*WHAT IS EXPECTED*. The listing below must be repeated word for word, without its pictures.

*AVAILABLE RECORDS*.
#####

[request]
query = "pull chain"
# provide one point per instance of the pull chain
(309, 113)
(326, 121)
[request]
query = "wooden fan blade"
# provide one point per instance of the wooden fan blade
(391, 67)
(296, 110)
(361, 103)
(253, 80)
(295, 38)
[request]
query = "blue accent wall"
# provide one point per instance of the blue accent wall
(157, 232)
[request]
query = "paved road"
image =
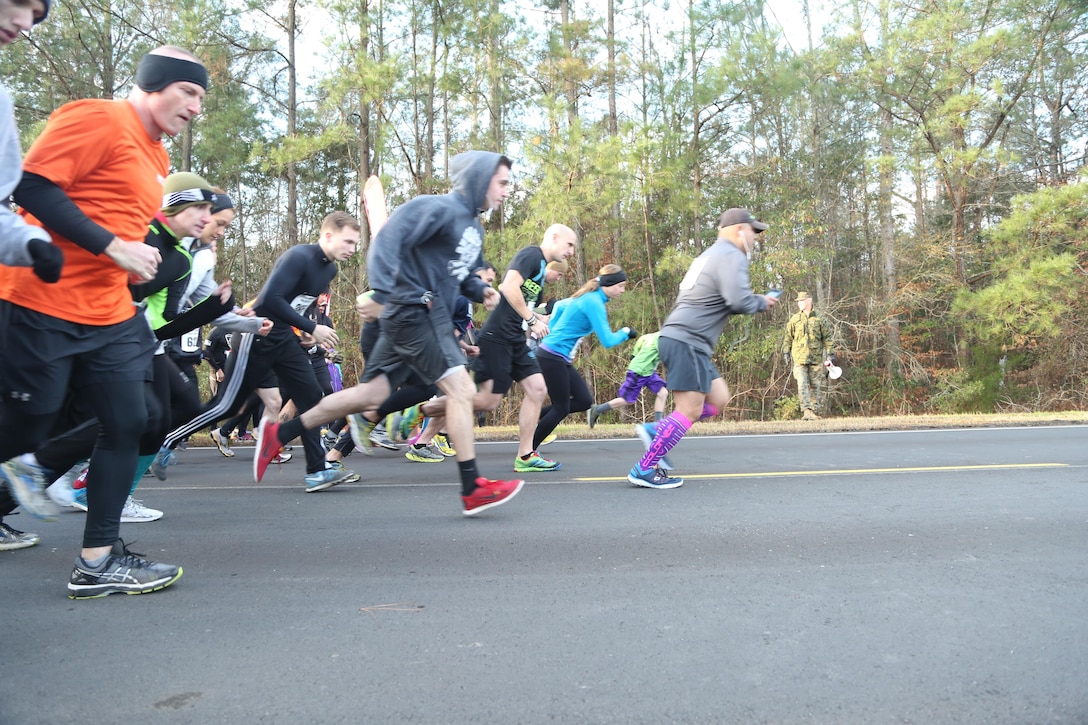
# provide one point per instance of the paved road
(888, 577)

#####

*ANSWER BOX*.
[request]
query = "pull chain"
# provide one point per instance of the pull chain
(309, 113)
(326, 121)
[request]
query = "wooden fan blade"
# provide one point per instance of the wooden fan blade
(391, 67)
(296, 110)
(361, 103)
(253, 80)
(295, 38)
[request]
query = "blue accent wall"
# provide one point per instance of the blue accent wall
(157, 232)
[request]
query = "paved road"
image =
# provide one point per instance of the paved road
(888, 577)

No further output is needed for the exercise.